SOURCE TEXT ->
What is the role of architecture in the management of open spaces?

Living outdoors has made many people discover the area of ​​proximity, that space that comes out of the home and becomes "home itself". With Chorus Life we ​​are addressing this issue, which concerns the extension of the domestic perimeter. The extended family of the pre-industrial revolution is becoming current again. Co-habitation (co-working and co-living) is expanding not only to the family but to the social neighborhoods of proximity. Colleagues sharing apartments, families with different configurations. The domestic sphere extends outside the home and the workplace "leaves" the minimum allocation of spaces and services of the house, expanding outwards, allowing for a reduction in travel, leaving the "sick" model of a divided functionalist city by function, age and income. We can no longer think of a city in which people spend most of their time moving from point A to point B. This model was already in crisis and the pandemic simply accelerated it, bringing it to an end. Chorus Life is an urban regeneration format proposed in the masterplan for the conversion of the former Ote sector in Bergamo. An intervention with low building density but with a high relational density, whose value lies in the ability to generate social and intergenerational exchange. Multifunctional arena, shops, services, SPA medical sports center, panoramic gym are the main functions of the complex, to which are added 100 accommodations that promote a new idea of ​​home, a proposal of subscription housing services that also include energy, maintenance, entertainment and food, and access to all services in the complex.

In fact, your design approach denies the formalism of rational and zoned city planning. Where does all this theoretical apparatus materialize specifically?

Chorus Life is a real Proximity Housing Campus. From the theoretical point of view it is the definition that best describes it. A precisely defined perimeter, within which there are homes designed with a series of integrated functions. The living space is neither for sale nor for rent, but in subscription mode to extend the services that can be used (gym, SPA, mobility). The experimentation on new behaviors has pushed us further: with an app we generate a virtuous promotion process. Thanks to an agreement made with the Mario Negri Institute, we have worked in this direction, trying to integrate health, diet and energy consumption per capita. Within the complex there is a building linked to well-being that deals with active life, nutrition, sociality. Everything is organized like a game with the aim of organizing and improving the behavior of the people who will adhere to the protocol, to verify the promise of improving the quality of life at Chorus Life. And this will also concern the virtuous behavior in energy consumption by the inhabitants.

[Dataset entries]
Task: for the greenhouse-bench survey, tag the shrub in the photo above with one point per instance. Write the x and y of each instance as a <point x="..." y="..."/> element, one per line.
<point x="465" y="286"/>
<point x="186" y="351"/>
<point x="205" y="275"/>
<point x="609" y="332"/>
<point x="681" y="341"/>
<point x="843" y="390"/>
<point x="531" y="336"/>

ACTIONS TO TAKE ->
a - In the text on Chorus Life, what does the masterplan propose to convert?
b - Rewrite the text on Chorus Life from "In fact, your" to "apparatus materialize specifically?", changing "formalism" to "rigidity".

SOLUTION SET ->
a - The former Ote sector in Bergamo.

b -
In fact, your design approach denies the rigidity of rational and zoned city planning. Where does all this theoretical apparatus materialize specifically?